● What this task involves
Leave out every picture and restate word for word the lines from the one with "Please indicate the distant" to the final line.

● Dataset rows
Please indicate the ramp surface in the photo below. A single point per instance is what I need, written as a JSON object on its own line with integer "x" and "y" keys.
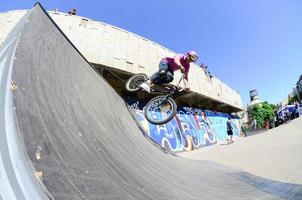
{"x": 82, "y": 142}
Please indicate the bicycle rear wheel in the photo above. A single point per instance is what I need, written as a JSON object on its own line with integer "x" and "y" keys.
{"x": 160, "y": 110}
{"x": 133, "y": 83}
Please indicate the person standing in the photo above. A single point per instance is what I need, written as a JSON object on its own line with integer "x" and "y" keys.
{"x": 229, "y": 130}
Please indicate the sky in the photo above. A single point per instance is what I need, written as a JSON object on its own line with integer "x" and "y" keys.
{"x": 247, "y": 44}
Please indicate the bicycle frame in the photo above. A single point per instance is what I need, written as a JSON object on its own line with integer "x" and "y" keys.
{"x": 172, "y": 91}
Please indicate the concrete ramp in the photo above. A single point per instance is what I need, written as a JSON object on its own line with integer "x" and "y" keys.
{"x": 78, "y": 140}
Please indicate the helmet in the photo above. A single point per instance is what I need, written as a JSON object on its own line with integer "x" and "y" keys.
{"x": 193, "y": 55}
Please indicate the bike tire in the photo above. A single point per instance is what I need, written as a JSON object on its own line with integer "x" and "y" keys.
{"x": 148, "y": 110}
{"x": 132, "y": 84}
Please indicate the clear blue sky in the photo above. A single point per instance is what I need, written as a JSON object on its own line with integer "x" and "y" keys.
{"x": 248, "y": 44}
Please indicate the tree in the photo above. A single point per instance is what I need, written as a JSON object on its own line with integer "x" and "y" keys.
{"x": 263, "y": 112}
{"x": 292, "y": 99}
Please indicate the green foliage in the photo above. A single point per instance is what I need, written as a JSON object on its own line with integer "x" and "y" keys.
{"x": 292, "y": 99}
{"x": 263, "y": 112}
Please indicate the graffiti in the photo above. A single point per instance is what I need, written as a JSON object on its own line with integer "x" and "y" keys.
{"x": 200, "y": 127}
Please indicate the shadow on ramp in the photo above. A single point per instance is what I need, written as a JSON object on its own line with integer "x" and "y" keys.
{"x": 82, "y": 143}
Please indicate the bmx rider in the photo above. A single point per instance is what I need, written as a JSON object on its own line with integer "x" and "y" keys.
{"x": 168, "y": 66}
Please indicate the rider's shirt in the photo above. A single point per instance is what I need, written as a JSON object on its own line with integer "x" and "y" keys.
{"x": 173, "y": 66}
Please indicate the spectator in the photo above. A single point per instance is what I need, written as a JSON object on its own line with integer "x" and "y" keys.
{"x": 206, "y": 70}
{"x": 229, "y": 131}
{"x": 73, "y": 12}
{"x": 254, "y": 125}
{"x": 243, "y": 130}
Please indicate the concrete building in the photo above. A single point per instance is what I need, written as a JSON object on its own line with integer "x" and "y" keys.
{"x": 117, "y": 53}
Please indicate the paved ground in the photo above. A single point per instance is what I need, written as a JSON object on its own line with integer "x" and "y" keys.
{"x": 274, "y": 154}
{"x": 81, "y": 141}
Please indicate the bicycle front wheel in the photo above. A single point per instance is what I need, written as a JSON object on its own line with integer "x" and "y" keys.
{"x": 160, "y": 110}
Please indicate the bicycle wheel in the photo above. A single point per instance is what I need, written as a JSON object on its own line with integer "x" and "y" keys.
{"x": 132, "y": 84}
{"x": 160, "y": 110}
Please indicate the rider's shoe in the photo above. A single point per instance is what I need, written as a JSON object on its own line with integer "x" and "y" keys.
{"x": 146, "y": 87}
{"x": 162, "y": 73}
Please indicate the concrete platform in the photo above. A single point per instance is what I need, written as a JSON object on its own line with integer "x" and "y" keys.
{"x": 78, "y": 140}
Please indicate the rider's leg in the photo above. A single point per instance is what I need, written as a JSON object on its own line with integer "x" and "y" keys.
{"x": 168, "y": 78}
{"x": 156, "y": 77}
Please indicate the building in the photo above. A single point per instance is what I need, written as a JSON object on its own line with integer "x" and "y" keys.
{"x": 118, "y": 53}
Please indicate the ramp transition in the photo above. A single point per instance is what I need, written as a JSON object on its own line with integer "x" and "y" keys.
{"x": 81, "y": 142}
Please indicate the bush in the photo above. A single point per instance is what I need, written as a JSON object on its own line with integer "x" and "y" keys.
{"x": 263, "y": 112}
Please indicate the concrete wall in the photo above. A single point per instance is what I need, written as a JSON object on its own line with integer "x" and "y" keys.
{"x": 111, "y": 46}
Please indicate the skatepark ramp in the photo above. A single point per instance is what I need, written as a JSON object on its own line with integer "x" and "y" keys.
{"x": 66, "y": 134}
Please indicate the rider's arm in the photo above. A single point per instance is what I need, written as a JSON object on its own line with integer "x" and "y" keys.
{"x": 186, "y": 81}
{"x": 177, "y": 61}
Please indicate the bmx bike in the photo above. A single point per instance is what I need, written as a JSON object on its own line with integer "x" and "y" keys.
{"x": 162, "y": 108}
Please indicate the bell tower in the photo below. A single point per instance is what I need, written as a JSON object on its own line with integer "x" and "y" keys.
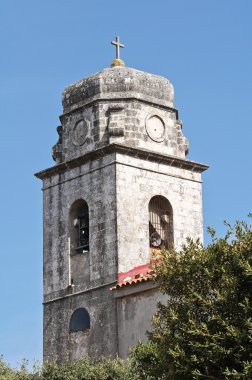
{"x": 121, "y": 189}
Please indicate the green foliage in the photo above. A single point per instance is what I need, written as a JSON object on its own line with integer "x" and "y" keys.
{"x": 83, "y": 369}
{"x": 205, "y": 329}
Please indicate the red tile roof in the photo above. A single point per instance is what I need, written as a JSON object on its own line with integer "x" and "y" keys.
{"x": 142, "y": 273}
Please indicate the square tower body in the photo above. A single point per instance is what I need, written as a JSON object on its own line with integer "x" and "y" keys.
{"x": 121, "y": 190}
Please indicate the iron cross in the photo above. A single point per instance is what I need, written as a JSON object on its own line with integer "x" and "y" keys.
{"x": 118, "y": 45}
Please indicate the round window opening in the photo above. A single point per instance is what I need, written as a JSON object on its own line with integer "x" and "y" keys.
{"x": 155, "y": 128}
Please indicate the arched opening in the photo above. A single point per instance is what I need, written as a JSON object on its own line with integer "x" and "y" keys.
{"x": 80, "y": 320}
{"x": 160, "y": 223}
{"x": 79, "y": 227}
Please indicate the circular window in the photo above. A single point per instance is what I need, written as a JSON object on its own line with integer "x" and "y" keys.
{"x": 155, "y": 128}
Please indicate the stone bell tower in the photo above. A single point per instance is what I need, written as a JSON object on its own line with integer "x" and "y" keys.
{"x": 120, "y": 190}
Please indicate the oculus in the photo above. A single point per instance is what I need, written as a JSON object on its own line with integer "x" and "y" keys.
{"x": 155, "y": 128}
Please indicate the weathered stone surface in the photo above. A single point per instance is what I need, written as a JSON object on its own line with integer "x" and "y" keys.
{"x": 119, "y": 145}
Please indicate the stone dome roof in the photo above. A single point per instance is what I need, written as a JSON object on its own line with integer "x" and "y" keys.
{"x": 118, "y": 83}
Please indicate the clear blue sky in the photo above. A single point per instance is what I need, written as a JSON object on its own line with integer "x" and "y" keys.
{"x": 202, "y": 47}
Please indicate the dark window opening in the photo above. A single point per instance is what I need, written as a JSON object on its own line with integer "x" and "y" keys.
{"x": 82, "y": 235}
{"x": 80, "y": 320}
{"x": 160, "y": 223}
{"x": 79, "y": 227}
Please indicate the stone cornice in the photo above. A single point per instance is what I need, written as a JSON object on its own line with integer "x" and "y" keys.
{"x": 142, "y": 154}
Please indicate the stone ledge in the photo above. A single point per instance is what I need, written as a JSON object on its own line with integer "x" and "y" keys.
{"x": 123, "y": 149}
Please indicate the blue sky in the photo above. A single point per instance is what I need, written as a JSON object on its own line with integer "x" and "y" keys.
{"x": 202, "y": 47}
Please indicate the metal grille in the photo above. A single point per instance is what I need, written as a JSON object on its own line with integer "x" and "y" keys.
{"x": 159, "y": 222}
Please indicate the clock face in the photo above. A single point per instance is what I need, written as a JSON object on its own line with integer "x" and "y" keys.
{"x": 155, "y": 128}
{"x": 80, "y": 132}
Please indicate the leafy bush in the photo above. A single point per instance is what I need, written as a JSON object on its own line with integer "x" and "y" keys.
{"x": 205, "y": 329}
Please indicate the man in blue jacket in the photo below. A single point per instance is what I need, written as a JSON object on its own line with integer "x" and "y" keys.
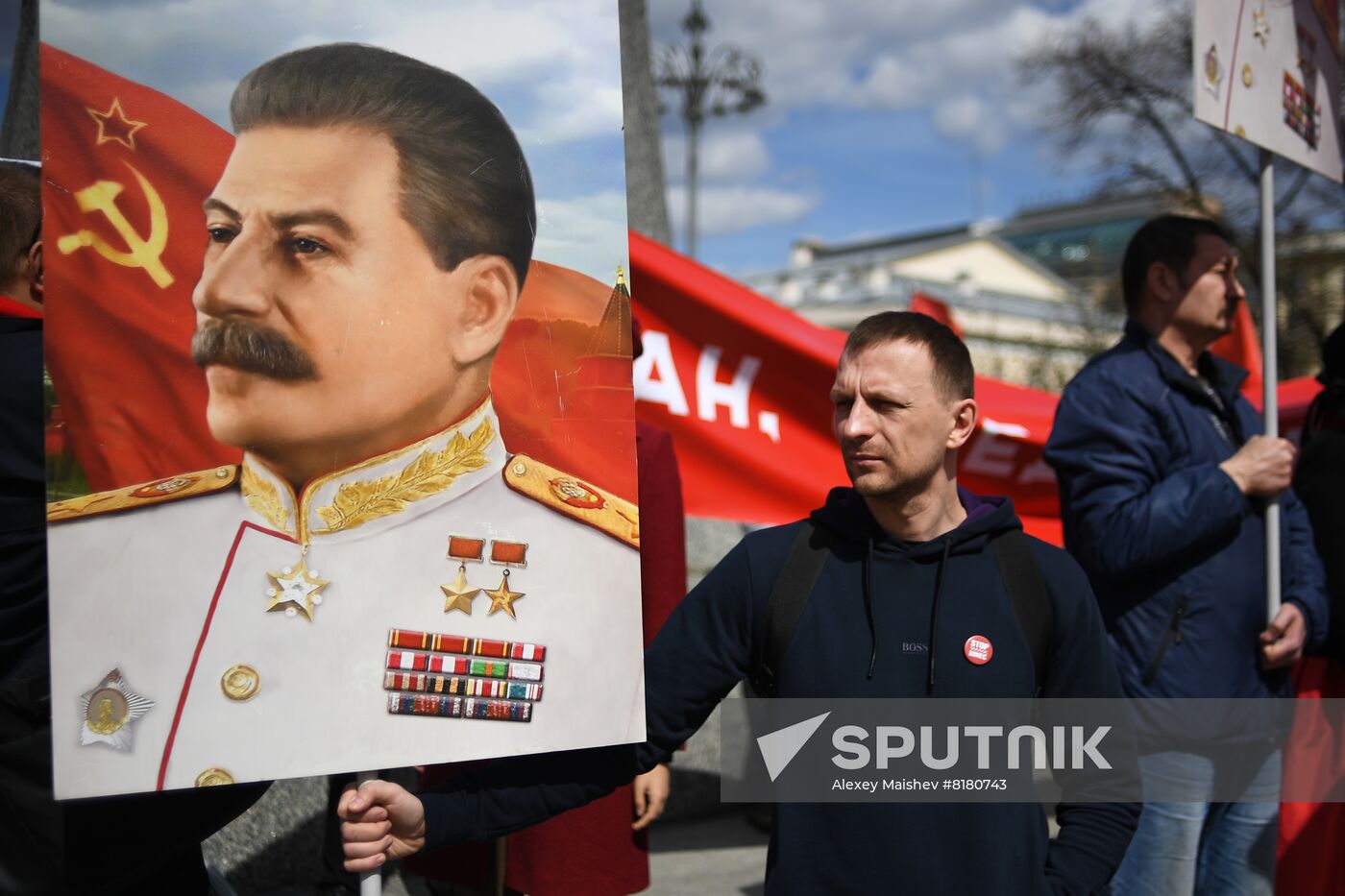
{"x": 910, "y": 581}
{"x": 1163, "y": 478}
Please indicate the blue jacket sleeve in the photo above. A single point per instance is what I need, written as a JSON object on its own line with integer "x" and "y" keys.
{"x": 1093, "y": 835}
{"x": 1122, "y": 517}
{"x": 699, "y": 654}
{"x": 1302, "y": 572}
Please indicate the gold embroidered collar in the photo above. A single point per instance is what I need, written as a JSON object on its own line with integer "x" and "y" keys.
{"x": 387, "y": 485}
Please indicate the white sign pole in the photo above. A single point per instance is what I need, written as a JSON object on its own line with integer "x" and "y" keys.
{"x": 1270, "y": 369}
{"x": 370, "y": 883}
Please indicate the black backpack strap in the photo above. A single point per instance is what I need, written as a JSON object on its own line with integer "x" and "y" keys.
{"x": 790, "y": 594}
{"x": 1028, "y": 593}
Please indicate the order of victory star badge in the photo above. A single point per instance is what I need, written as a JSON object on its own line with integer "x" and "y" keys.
{"x": 295, "y": 590}
{"x": 108, "y": 711}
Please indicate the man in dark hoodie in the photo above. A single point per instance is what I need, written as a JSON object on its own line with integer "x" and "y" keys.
{"x": 911, "y": 564}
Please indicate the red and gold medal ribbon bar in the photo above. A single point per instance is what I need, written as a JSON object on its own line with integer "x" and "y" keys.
{"x": 461, "y": 644}
{"x": 448, "y": 665}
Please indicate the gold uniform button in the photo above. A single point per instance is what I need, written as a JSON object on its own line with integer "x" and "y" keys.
{"x": 214, "y": 778}
{"x": 239, "y": 682}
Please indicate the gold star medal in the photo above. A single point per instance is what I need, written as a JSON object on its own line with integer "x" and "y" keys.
{"x": 1260, "y": 26}
{"x": 296, "y": 590}
{"x": 108, "y": 711}
{"x": 503, "y": 599}
{"x": 457, "y": 593}
{"x": 1213, "y": 78}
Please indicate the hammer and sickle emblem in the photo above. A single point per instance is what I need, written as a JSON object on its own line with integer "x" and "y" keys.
{"x": 143, "y": 252}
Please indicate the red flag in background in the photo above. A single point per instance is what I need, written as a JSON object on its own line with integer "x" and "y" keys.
{"x": 1241, "y": 348}
{"x": 125, "y": 173}
{"x": 743, "y": 385}
{"x": 934, "y": 308}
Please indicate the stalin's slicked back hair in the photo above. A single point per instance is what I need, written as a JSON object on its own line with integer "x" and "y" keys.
{"x": 466, "y": 186}
{"x": 951, "y": 359}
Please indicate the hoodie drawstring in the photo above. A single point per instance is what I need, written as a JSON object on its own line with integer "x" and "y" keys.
{"x": 868, "y": 607}
{"x": 934, "y": 614}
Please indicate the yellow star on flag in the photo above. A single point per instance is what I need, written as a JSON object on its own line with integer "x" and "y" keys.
{"x": 114, "y": 127}
{"x": 503, "y": 599}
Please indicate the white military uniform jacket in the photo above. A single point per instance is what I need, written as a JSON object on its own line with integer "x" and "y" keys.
{"x": 204, "y": 596}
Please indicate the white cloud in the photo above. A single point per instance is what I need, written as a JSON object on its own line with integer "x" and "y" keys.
{"x": 966, "y": 118}
{"x": 722, "y": 210}
{"x": 549, "y": 60}
{"x": 585, "y": 233}
{"x": 904, "y": 54}
{"x": 723, "y": 157}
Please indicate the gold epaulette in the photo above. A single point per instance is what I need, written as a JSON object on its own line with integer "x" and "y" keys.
{"x": 575, "y": 498}
{"x": 151, "y": 493}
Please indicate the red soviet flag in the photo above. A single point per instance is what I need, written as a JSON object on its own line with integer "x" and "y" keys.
{"x": 124, "y": 235}
{"x": 1241, "y": 348}
{"x": 125, "y": 171}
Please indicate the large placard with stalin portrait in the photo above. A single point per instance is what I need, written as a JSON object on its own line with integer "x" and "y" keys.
{"x": 342, "y": 440}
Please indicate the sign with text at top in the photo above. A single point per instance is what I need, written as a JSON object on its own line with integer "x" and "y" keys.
{"x": 1268, "y": 71}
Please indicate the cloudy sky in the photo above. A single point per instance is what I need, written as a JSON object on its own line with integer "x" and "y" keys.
{"x": 884, "y": 116}
{"x": 551, "y": 67}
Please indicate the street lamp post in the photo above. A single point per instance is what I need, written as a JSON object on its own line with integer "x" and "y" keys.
{"x": 723, "y": 81}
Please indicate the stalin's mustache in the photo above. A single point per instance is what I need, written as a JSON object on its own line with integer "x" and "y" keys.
{"x": 251, "y": 348}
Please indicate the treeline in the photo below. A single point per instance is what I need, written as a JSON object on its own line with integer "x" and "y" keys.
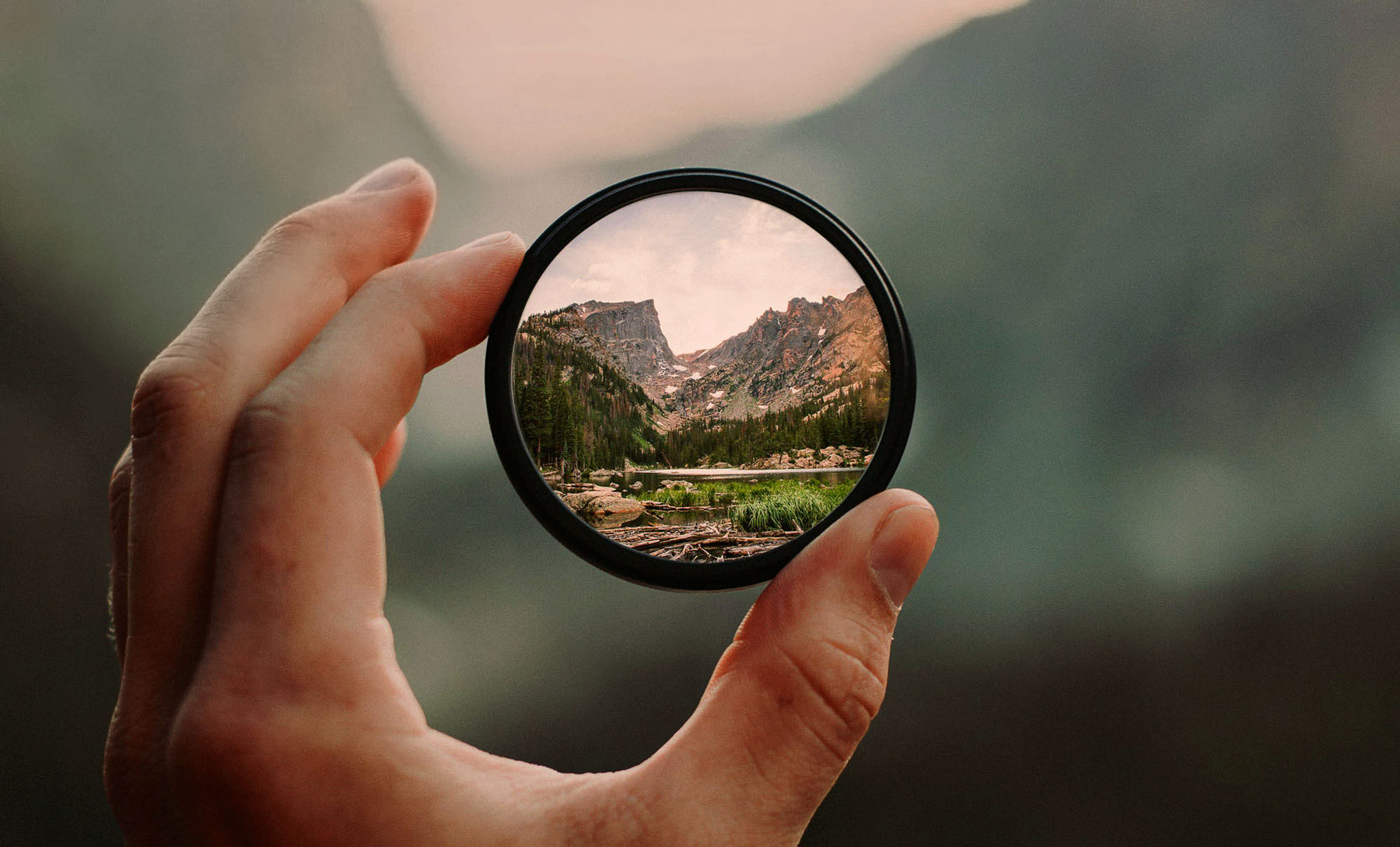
{"x": 854, "y": 420}
{"x": 577, "y": 412}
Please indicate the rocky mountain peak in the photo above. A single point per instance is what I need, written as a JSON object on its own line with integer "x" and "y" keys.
{"x": 630, "y": 332}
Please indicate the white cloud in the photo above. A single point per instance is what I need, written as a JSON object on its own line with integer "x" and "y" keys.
{"x": 712, "y": 262}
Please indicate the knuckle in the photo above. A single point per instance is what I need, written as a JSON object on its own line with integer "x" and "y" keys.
{"x": 121, "y": 485}
{"x": 300, "y": 227}
{"x": 217, "y": 747}
{"x": 264, "y": 429}
{"x": 171, "y": 392}
{"x": 840, "y": 692}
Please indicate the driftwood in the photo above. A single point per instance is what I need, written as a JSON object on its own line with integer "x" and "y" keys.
{"x": 710, "y": 541}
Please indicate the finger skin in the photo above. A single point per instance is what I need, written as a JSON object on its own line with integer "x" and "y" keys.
{"x": 119, "y": 500}
{"x": 387, "y": 461}
{"x": 258, "y": 320}
{"x": 805, "y": 675}
{"x": 301, "y": 546}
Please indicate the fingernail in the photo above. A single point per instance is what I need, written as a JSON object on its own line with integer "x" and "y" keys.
{"x": 898, "y": 553}
{"x": 488, "y": 240}
{"x": 390, "y": 177}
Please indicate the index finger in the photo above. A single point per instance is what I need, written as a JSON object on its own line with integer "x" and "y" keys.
{"x": 300, "y": 555}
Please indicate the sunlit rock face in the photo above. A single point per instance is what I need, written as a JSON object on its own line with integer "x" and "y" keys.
{"x": 630, "y": 332}
{"x": 807, "y": 352}
{"x": 803, "y": 353}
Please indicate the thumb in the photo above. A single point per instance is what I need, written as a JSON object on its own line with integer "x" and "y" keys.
{"x": 805, "y": 675}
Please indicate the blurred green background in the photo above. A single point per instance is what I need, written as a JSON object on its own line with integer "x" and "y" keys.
{"x": 1151, "y": 262}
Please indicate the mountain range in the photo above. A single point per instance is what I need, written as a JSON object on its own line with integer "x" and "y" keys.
{"x": 810, "y": 352}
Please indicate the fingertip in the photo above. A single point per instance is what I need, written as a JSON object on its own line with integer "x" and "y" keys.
{"x": 901, "y": 548}
{"x": 391, "y": 177}
{"x": 387, "y": 461}
{"x": 504, "y": 245}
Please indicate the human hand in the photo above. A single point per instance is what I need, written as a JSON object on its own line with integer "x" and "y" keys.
{"x": 261, "y": 699}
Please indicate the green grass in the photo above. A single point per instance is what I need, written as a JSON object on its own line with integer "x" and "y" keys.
{"x": 791, "y": 509}
{"x": 738, "y": 492}
{"x": 762, "y": 506}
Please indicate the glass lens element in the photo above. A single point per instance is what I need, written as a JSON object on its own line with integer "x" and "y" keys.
{"x": 700, "y": 376}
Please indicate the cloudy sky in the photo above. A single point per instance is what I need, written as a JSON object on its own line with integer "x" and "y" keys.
{"x": 713, "y": 262}
{"x": 530, "y": 84}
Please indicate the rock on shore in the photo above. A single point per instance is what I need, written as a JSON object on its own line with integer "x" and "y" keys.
{"x": 828, "y": 457}
{"x": 598, "y": 500}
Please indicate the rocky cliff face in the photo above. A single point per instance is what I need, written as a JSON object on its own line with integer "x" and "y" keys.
{"x": 626, "y": 334}
{"x": 807, "y": 352}
{"x": 803, "y": 353}
{"x": 630, "y": 332}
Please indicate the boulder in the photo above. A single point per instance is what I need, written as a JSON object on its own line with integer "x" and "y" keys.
{"x": 602, "y": 502}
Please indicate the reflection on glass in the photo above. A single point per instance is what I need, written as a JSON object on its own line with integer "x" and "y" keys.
{"x": 700, "y": 376}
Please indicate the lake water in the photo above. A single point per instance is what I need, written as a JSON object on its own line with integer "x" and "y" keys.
{"x": 653, "y": 479}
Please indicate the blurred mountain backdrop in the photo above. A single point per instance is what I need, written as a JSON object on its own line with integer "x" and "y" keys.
{"x": 1151, "y": 262}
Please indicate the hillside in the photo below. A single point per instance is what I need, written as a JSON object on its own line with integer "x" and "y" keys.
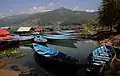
{"x": 62, "y": 15}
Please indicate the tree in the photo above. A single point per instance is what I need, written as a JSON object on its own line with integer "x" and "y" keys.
{"x": 109, "y": 13}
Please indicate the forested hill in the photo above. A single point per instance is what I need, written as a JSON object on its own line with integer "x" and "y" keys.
{"x": 61, "y": 14}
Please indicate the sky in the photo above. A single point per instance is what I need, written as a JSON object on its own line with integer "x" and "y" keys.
{"x": 14, "y": 7}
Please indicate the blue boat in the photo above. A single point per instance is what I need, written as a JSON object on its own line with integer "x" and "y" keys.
{"x": 100, "y": 57}
{"x": 60, "y": 37}
{"x": 40, "y": 39}
{"x": 52, "y": 55}
{"x": 23, "y": 38}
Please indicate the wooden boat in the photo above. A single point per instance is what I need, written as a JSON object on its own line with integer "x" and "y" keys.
{"x": 100, "y": 58}
{"x": 23, "y": 38}
{"x": 40, "y": 39}
{"x": 4, "y": 44}
{"x": 60, "y": 37}
{"x": 54, "y": 57}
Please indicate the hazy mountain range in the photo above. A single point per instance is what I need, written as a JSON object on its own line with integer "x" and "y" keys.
{"x": 61, "y": 15}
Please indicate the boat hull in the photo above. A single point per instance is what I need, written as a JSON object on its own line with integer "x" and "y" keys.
{"x": 51, "y": 62}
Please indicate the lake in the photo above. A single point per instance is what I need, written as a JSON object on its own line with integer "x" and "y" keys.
{"x": 28, "y": 66}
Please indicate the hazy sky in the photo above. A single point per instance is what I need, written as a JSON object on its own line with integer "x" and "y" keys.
{"x": 11, "y": 7}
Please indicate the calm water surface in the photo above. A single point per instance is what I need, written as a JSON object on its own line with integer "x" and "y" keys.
{"x": 27, "y": 63}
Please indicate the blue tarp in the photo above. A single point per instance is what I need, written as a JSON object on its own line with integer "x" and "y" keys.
{"x": 45, "y": 51}
{"x": 101, "y": 53}
{"x": 4, "y": 27}
{"x": 40, "y": 38}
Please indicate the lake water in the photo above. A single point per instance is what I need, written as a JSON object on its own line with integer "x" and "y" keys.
{"x": 30, "y": 67}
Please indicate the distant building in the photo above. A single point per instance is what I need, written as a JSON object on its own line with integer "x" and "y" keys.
{"x": 24, "y": 30}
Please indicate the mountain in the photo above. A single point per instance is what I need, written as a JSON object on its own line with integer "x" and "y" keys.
{"x": 62, "y": 15}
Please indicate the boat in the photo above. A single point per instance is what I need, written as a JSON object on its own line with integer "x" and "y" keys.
{"x": 23, "y": 38}
{"x": 54, "y": 57}
{"x": 79, "y": 43}
{"x": 4, "y": 44}
{"x": 100, "y": 58}
{"x": 60, "y": 37}
{"x": 40, "y": 39}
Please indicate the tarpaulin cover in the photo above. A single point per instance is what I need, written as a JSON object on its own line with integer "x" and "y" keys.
{"x": 39, "y": 29}
{"x": 3, "y": 32}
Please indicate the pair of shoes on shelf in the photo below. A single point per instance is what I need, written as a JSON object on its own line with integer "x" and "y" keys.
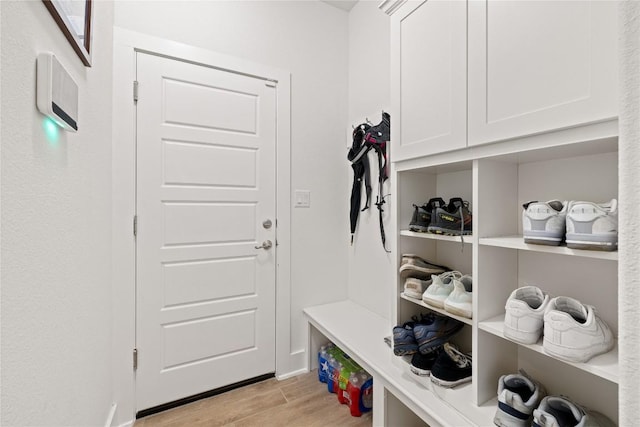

● Response to this exercise
Please indicate the distant building in the photo above. A single point per instance is what I need, written as a JSON object on its own line with integer "x" and "y" keys.
{"x": 24, "y": 30}
Please indicate the mountain in the photo above. A single point per instance is what I need, written as a JSON object on its own line with integer "x" and "y" keys.
{"x": 62, "y": 15}
Please indicate the boat in the photo above. A single point per instance is what I need, written as a JSON object on its own line with integer "x" and "y" keys.
{"x": 23, "y": 38}
{"x": 54, "y": 57}
{"x": 79, "y": 43}
{"x": 4, "y": 44}
{"x": 100, "y": 58}
{"x": 60, "y": 37}
{"x": 40, "y": 39}
Please indicate the tarpaulin cover in the photo above. A single point per instance is what I need, written as a JSON object on its own line with integer "x" and "y" keys.
{"x": 39, "y": 29}
{"x": 3, "y": 32}
Please indicate the pair of shoes on shelf in the photo below. A single point per instance is what I need, written as a JSON object on its own line with integer "x" and "y" keys.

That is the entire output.